** Opening DOCUMENT EXTRACT block **

= Franz Xaver Heller =

German physician and botanist (1778–1840)

Franz Xaver Heller (28 December 1778, Würzburg – 20 December 1840) was a German medical doctor and botanist.

He studied medicine at the University of Würzburg, graduating in 1800 with doctorates in medicine and surgery. In 1803 he became an associate professor at Würzburg, and two years later was appointed a full professor of botany. In 1828 he was named rector of the university. During the same year, he became a corresponding member of the Medico-Botanical Society of London.

He is best known as author of the Flora Wirceburgensis ("Flora of the Grand Duchy of Würzburg"), published in two parts (1810, 1811), with a supplement issued in 1815. After his death, his herbarium was passed on to botanist August Schenk (1815-1891).

In 1824, the genus Helleria (family Humiriaceae) was named in honor of him and his brother, Georg, by Nees and Martius.

== Published works ==
- "Graminum in magno-ducatu Wirceburgensi tam sponte crescentium : quam cultorum enumeratio systematica", 1809.
- "Flora Wirceburgensis, sive, Plantarum in Magno-Ducatu Wirceburgensi indigenarum enumeratio systematica", 1810–11.
- "Supplementum Florae Wirceburgensis continens Plantarum genera : quaedam atque species in magno-ducatu Wirceburgensi recenter detecta", 1815.

** Closing DOCUMENT EXTRACT block **

TASK BRIEF
Say whether each statement agrees with the article on Franz Xaver Heller, answering yes or no and quoting the words that decide it: (a) Heller became a full professor of botany in 1803; (b) a supplement to the Flora Wirceburgensis was issued in 1815; (c) the genus Helleria was named in honor of Heller alone. The material that comes after this article has no connection to it.

** Opening SUPPLIED RECORDS block **

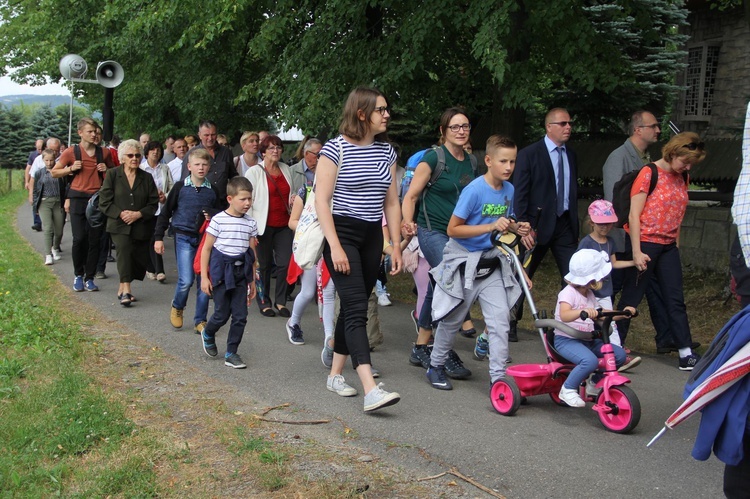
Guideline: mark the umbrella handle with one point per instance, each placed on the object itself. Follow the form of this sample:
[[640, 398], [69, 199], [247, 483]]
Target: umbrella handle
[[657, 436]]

** Closing SUPPLIED RECORDS block **
** Opening SUPPLIED RECORDS block **

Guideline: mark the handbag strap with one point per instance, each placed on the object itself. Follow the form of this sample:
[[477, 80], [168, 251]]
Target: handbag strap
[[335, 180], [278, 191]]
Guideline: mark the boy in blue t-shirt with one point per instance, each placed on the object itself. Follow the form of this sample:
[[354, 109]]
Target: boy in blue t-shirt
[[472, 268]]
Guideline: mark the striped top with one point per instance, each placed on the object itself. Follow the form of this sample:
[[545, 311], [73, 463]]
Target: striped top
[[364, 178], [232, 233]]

** Closing SUPPLIED RECORDS block **

RESPONSE TO THIS TASK
(a) No: "In 1803 he became an associate professor at Würzburg, and two years later was appointed a full professor of botany."
(b) Yes: "with a supplement issued in 1815"
(c) No: "named in honor of him and his brother, Georg"